* [Objectif 1]: Pour chacune des affirmations suivantes, indiquez si elle concorde avec le passage ci-dessous sur Borderlands et le jeu de rôle sur table, en répondant par oui ou par non et en citant à l'identique les mots du passage qui tranchent : (a) la présentation du JDR dans le jeu vidéo est jugée assez extensive ; (b) le scénario de Tiny Tina est décrit comme très ouvert ; (c) Bunkers et Brutasses s'inspire de D&D.

===== Passage fourni =====

En conclusion, Borderlands dit que le jeu de rôle sur table est une activité où les actions des joueurs sont règlementées par l'utilisation d'un dé. Comme dans le jeu vidéo, le joueur incarne un personnage qui est représenté par une figurine. Ces deux éléments sont peut-être les plus discutables pour la représentation du JDR mais visuellement ce sont les plus parlants pour un public de non-rôlistes. Ils sont aussi très caractéristiques de D&D le jeu dont est inspiré Bunkers et Brutasses. Autre élément important que nous enseigne Borderlands, le MJ crée l'univers et l'action par la parole dans le but de façonner une histoire intéressante pour les joueurs pour lesquels il doit adapter la partie (ce dernier point me semble central, d'autant plus que le scénario de Tiny Tina est très linéaire, par conséquent le nombre de fois où le MJ change un détail ou un élément d'importance sous l'impulsion d'un joueur semble un indice de l'importance accordée à créer des situations POUR les joueurs par opposition à un jeu qui consisterait à balader les joueurs dans le scénario du MJ). Pour un jeu vidéo dont la mécanique principale consiste à tuer, la présentation du JDR me paraît assez extensive et je trouve que l'équipe de Gearbox Software a fait du très bon boulot.

===== Matériel =====

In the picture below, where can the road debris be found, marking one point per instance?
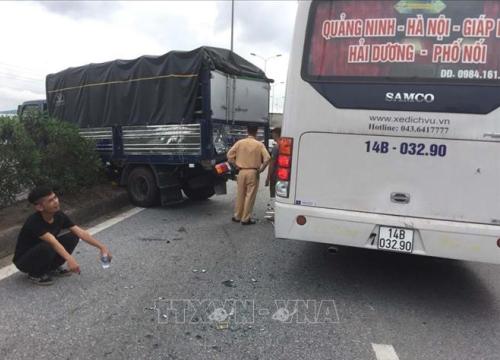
(229, 283)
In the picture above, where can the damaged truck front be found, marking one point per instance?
(162, 123)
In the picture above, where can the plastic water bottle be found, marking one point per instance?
(105, 261)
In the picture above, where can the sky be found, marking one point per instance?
(39, 38)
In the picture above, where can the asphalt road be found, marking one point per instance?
(163, 298)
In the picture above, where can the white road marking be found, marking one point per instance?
(385, 352)
(9, 270)
(108, 223)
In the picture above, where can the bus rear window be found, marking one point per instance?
(407, 41)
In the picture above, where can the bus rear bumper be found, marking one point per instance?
(445, 239)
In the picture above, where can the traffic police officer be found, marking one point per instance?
(251, 158)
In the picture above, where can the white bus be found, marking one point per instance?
(391, 134)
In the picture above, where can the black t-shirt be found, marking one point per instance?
(35, 226)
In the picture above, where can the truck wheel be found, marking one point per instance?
(200, 193)
(142, 189)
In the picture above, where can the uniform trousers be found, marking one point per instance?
(248, 184)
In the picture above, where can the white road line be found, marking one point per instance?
(385, 352)
(108, 223)
(9, 270)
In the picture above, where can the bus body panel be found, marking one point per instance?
(445, 239)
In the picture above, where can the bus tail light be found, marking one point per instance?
(283, 170)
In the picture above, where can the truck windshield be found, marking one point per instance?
(408, 41)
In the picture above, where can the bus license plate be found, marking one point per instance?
(395, 239)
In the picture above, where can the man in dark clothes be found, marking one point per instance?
(40, 250)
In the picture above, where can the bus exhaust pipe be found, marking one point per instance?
(333, 250)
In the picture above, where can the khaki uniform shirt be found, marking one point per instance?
(248, 153)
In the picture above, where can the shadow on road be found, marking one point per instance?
(404, 281)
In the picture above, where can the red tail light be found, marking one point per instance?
(286, 146)
(283, 174)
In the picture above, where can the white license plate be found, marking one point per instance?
(395, 239)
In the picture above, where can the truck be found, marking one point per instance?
(39, 105)
(162, 123)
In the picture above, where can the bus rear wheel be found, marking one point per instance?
(202, 193)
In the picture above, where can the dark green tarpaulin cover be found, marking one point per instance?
(149, 90)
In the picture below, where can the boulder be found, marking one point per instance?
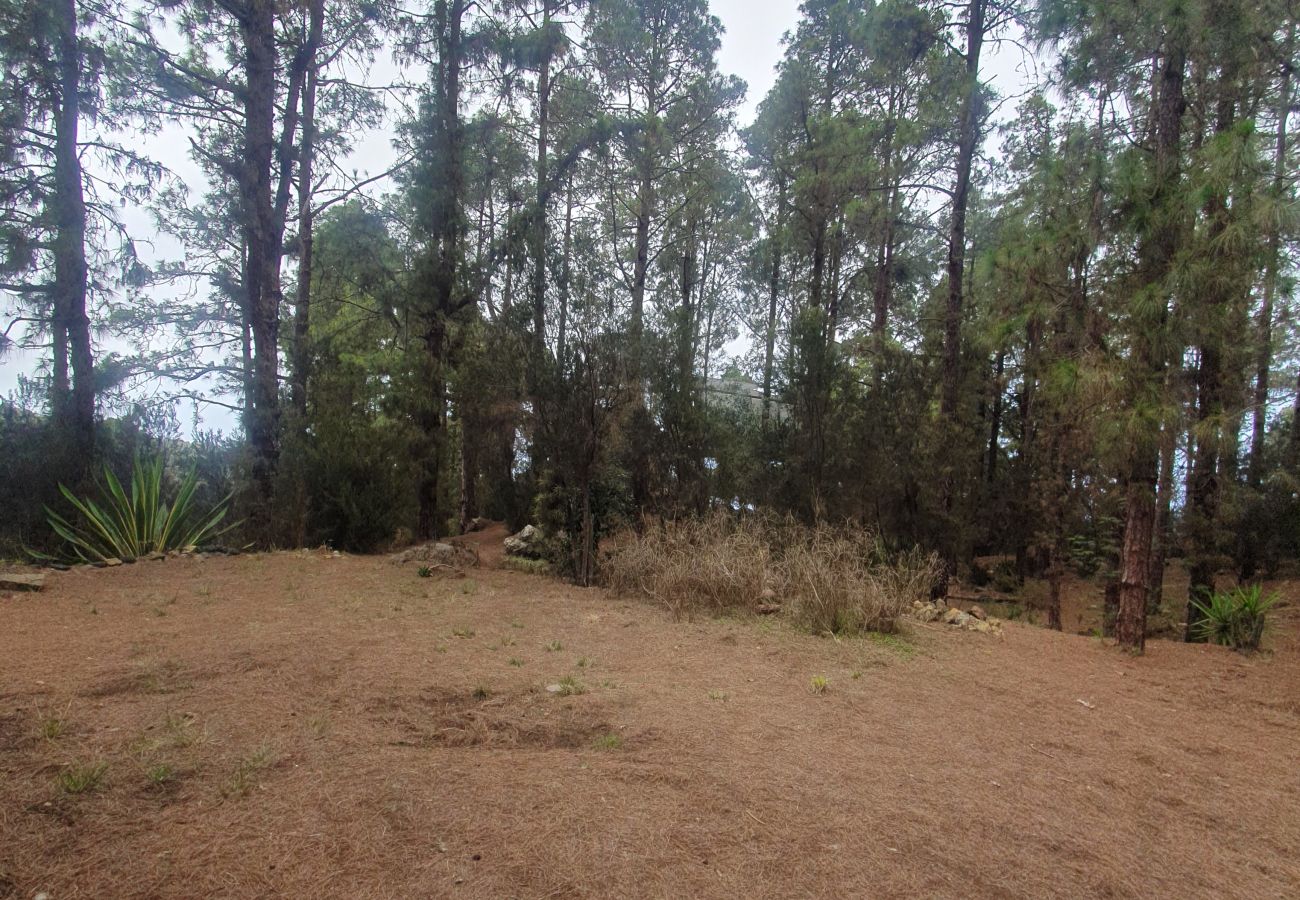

=====

* [Objectif 2]: Transcrivez à l'identique la partie de la liste ci-dessus qui s'ouvre sur la ligne contenant « In the picture above, where can the dark » et se termine à la fin de la liste, bornes incluses, en omettant les images.

* [Réponse complète 1]:
(a) Oui : « Pour un jeu vidéo dont la mécanique principale consiste à tuer, la présentation du JDR me paraît assez extensive ».
(b) Non : « le scénario de Tiny Tina est très linéaire ».
(c) Oui : « D&D le jeu dont est inspiré Bunkers et Brutasses ».

* [Réponse complète 2]:
In the picture above, where can the dark green tarpaulin cover be found, marking one point per instance?
(149, 90)
In the picture below, where can the boulder be found, marking one point per instance?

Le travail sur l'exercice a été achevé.